_Source excerpt_
________________________

John Khoury appealed.
The Texas Appellate Court reviewed the Texas Statute of Frauds, providing that debt agreements must be written and signed. You can read it at TBCC 26.01(a)(1) and (2), and 26.01(b)(2): http://www.statutes.legis.state.tx.us/Docs/BC/htm/BC.26.htm.
Seems clear enough. The law requires a signed writing. There was no written paper agreement; there was no signature.
However, there was an email chain that basically ended with “We are in agreement.” The last email from Tomlinson does not contain Tomlinson’s name in the body of the text he wrote. But his name and email address do appear in the “From” field of the email.
The Appellate Court started by evaluating the Uniform Electronic Transactions Act as adopted in Texas at TBCC 322.001 – 021: http://www.statutes.legis.state.tx.us/Docs/BC/htm/BC.322.htm. UETA was added 10 years ago to remove barriers to electronic transactions by setting an expansive view of what constitutes electronic writings, records and signatures. The goal was to adopt our now-common practice of foregoing paper in favor of emails, texts and similar.
It took the Court three full single-line pages to analyze this one issue and conclude that a signature block in an email performs the same authenticating function as a “From” field. Consequently, the Court concluded that the email satisfied the definition of a writing and signature; the Statute of Frauds could not be used to avoid enforcement of the agreement.

________________________

_Data excerpts_
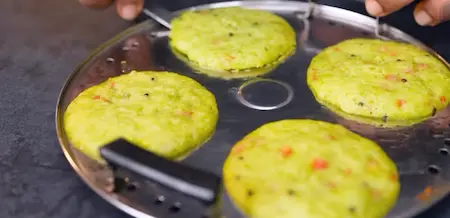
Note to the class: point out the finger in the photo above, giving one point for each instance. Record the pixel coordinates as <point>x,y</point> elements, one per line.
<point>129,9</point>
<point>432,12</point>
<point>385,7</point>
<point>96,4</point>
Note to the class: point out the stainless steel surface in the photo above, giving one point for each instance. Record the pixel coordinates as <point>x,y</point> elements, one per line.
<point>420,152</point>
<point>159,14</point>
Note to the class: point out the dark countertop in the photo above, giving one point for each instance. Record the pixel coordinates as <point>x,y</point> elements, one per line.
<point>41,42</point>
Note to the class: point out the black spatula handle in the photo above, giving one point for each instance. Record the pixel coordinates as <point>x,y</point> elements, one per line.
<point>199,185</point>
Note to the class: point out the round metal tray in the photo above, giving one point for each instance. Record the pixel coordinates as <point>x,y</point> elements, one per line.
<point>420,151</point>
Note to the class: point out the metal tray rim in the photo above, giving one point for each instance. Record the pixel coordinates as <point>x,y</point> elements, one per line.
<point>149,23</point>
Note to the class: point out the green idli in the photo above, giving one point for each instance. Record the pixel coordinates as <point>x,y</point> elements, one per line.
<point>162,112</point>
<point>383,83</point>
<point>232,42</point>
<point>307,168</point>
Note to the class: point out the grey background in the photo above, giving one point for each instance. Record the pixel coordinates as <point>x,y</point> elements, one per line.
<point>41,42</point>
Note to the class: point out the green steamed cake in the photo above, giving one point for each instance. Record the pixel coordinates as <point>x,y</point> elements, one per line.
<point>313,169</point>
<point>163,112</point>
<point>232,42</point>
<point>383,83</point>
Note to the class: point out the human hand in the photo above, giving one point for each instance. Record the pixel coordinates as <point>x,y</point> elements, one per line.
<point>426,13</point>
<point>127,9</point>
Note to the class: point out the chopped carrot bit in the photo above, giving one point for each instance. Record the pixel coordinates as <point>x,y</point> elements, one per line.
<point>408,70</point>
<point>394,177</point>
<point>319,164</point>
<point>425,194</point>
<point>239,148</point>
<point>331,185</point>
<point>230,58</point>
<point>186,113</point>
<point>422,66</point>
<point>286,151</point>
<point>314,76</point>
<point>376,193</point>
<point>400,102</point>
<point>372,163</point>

________________________

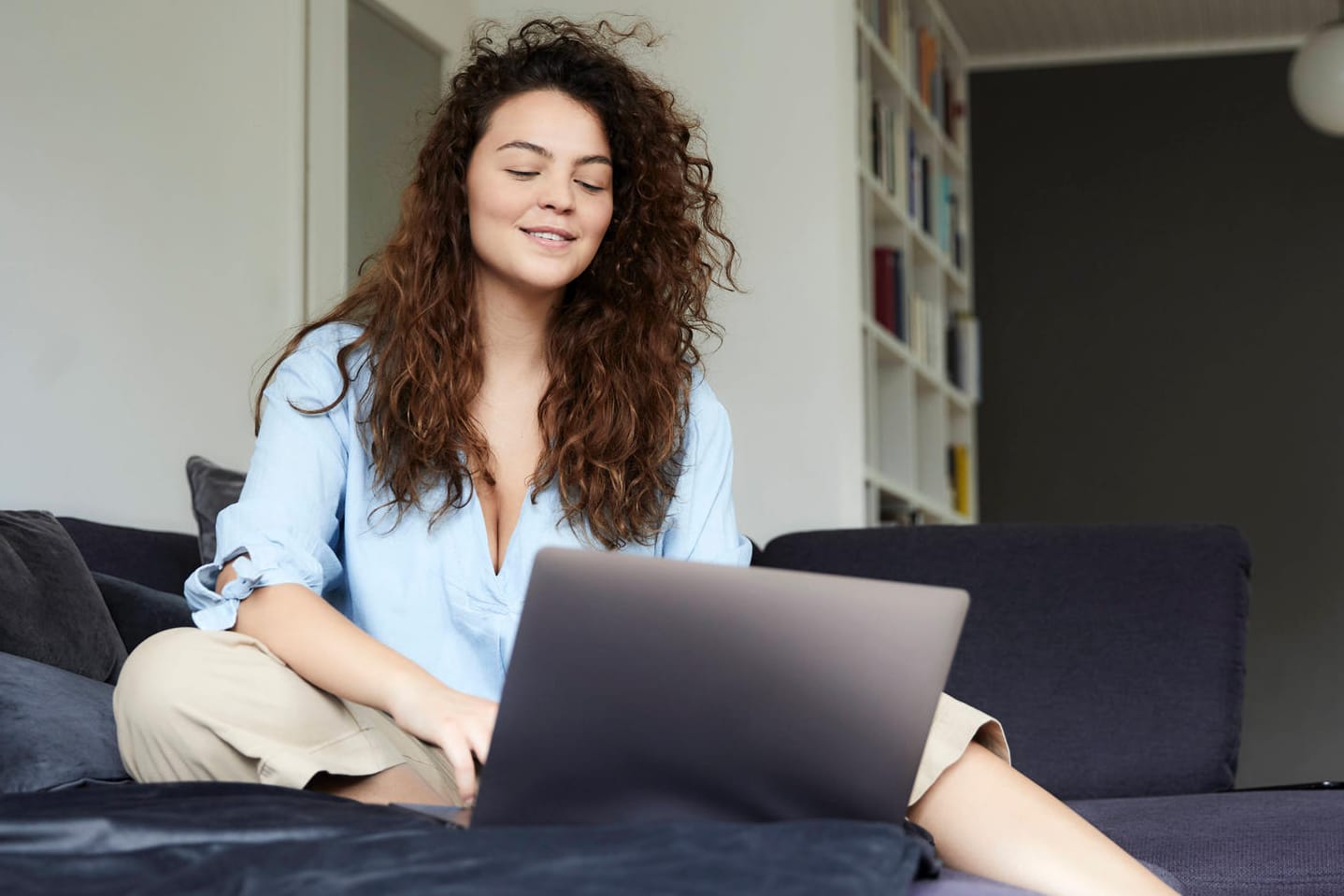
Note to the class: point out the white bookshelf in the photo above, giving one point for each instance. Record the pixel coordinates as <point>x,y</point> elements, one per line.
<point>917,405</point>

________________________

_Given problem 1_
List every Texas Business and Commerce Code provision that the email-signature ruling summary cites by section number.
_Given problem 2_
In the email-signature ruling summary, turn the paragraph beginning "However, there was an email chain" into a short bulleted list that keeps its main facts.
_Given problem 3_
Carry the email-signature ruling summary forward from its final sentence, in the same voice.

_Reply 1_
- TBCC 26.01(a)(1)
- TBCC 26.01(a)(2)
- TBCC 26.01(b)(2)
- TBCC 322.001 – 021

_Reply 2_
- An email chain ended, in effect, with "We are in agreement."
- Tomlinson's last email does not include his name in the body text he wrote.
- His name and email address do appear in the email's "From" field.

_Reply 3_
John Khoury won his appeal; Prentis Tomlinson owes him $400,000 plus attorneys fees. Whether or not Khoury will be able to collect his Judgment is an entirely different matter. See Khoury v. Tomlinson, Case No. 01-16-00006-CV, First District Harris County Court of Appeals, December 22, 2016: https://casetext.com/case/khoury-v-tomlinson.
Lessons
learned:
1. Our Texas Statute of Frauds has been hijacked. Writings and signatures are no longer strictly required. Emails can be sufficient to create binding agreements
2. If
emails suffice, then I suppose so do texts, social media, chat rooms, bulletin
boards and similar e-platforms where one can identify who is communicating and
agreements can be made electronically without paper or ink signatures.
3. However – the Fort Worth Court of Appeals reached an opposite conclusion in 2011 and decided that an email was insufficient to serve as a “signature.” See Cunningham v. Zurich American Ins Co: http://caselaw.findlaw.com/tx-court-of-appeals/1580444.html.
4. The B/L: be careful with email agreements and instead, until we have more guidance from our legislators or Supreme Court, insist on old-fashioned, ink-signed contracts, leases, amendments, loan docs, release and settlement agreements, and everything else related to what we do. Don’t type “agreed” in an email or similar unless you are prepared to be bound.
Reprinted with the
permission of North Texas Commercial Association of REALTORS®,
Inc.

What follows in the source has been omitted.